> Records supplied:
::::::::
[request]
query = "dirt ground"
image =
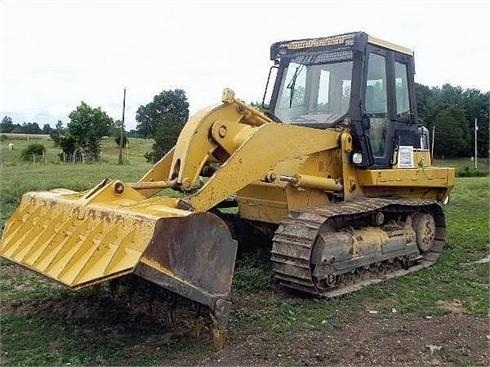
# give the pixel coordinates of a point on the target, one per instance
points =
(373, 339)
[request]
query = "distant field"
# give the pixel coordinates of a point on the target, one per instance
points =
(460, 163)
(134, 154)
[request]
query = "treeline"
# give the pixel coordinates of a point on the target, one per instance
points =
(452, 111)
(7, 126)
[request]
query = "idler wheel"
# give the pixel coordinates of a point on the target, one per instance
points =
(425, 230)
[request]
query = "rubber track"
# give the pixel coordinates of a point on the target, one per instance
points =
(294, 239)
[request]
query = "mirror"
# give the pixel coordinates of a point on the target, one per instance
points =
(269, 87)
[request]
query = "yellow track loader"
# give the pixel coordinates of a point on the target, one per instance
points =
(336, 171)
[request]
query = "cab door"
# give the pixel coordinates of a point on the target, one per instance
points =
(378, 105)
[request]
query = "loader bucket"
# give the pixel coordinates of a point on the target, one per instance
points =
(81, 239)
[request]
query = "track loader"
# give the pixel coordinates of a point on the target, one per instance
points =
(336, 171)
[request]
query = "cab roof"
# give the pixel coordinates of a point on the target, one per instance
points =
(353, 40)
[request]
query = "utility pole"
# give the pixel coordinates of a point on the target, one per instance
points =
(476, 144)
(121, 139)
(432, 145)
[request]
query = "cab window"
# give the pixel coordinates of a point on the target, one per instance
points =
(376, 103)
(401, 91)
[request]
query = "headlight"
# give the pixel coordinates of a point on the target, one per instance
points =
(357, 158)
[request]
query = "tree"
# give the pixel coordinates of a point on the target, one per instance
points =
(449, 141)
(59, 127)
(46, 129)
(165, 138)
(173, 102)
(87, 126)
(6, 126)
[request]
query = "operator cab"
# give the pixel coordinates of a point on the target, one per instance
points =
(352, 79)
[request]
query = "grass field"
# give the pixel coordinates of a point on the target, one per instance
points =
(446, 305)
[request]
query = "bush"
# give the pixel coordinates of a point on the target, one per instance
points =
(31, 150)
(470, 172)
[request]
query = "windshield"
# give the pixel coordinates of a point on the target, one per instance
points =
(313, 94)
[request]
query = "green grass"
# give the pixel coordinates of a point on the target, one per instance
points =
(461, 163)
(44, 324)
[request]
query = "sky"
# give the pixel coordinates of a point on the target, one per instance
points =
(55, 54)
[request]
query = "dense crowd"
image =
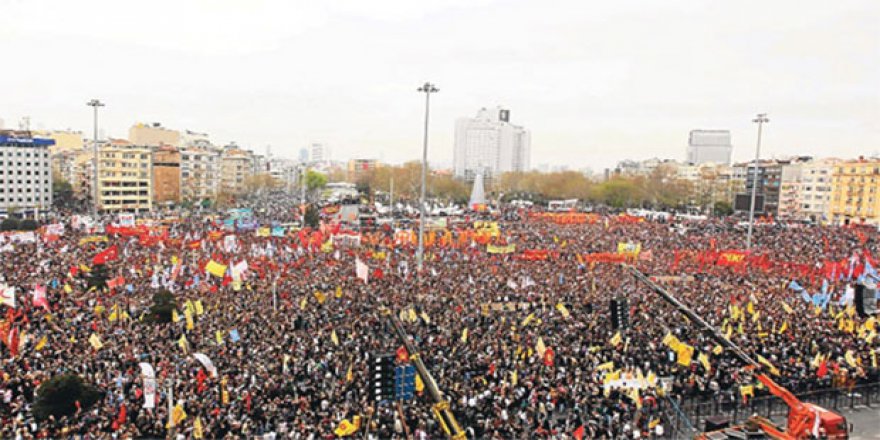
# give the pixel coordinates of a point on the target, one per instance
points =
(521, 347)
::::::::
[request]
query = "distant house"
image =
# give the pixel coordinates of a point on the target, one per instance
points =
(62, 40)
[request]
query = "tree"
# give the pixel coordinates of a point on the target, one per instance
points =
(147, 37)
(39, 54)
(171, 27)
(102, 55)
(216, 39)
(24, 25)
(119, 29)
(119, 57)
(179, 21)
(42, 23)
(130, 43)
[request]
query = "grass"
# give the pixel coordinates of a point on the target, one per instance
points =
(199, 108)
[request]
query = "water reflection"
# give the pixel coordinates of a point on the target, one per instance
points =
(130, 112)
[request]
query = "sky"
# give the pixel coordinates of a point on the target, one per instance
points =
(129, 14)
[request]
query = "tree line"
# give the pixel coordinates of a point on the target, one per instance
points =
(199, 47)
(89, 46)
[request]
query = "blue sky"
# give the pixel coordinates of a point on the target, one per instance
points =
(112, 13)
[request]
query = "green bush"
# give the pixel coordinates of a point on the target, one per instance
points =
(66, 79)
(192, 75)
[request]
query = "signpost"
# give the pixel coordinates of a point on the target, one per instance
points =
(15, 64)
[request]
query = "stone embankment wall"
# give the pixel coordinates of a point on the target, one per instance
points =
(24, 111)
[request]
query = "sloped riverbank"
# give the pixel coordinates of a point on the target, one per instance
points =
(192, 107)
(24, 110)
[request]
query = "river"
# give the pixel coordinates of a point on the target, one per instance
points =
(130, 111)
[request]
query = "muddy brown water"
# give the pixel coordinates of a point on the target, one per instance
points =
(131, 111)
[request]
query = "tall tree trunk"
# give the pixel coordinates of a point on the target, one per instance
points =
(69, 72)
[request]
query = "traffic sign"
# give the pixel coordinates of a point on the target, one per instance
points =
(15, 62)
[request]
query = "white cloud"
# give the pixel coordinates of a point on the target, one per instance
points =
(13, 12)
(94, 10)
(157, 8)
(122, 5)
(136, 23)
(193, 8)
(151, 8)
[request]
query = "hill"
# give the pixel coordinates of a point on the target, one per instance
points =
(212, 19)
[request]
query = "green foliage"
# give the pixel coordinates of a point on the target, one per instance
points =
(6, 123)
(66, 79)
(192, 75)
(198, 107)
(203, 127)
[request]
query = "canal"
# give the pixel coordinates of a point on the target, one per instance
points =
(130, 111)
::::::::
> Exercise: Copy each line in the entries above where "water" turns up.

> Exercise response:
query = "water reflection"
query = "muddy brown water"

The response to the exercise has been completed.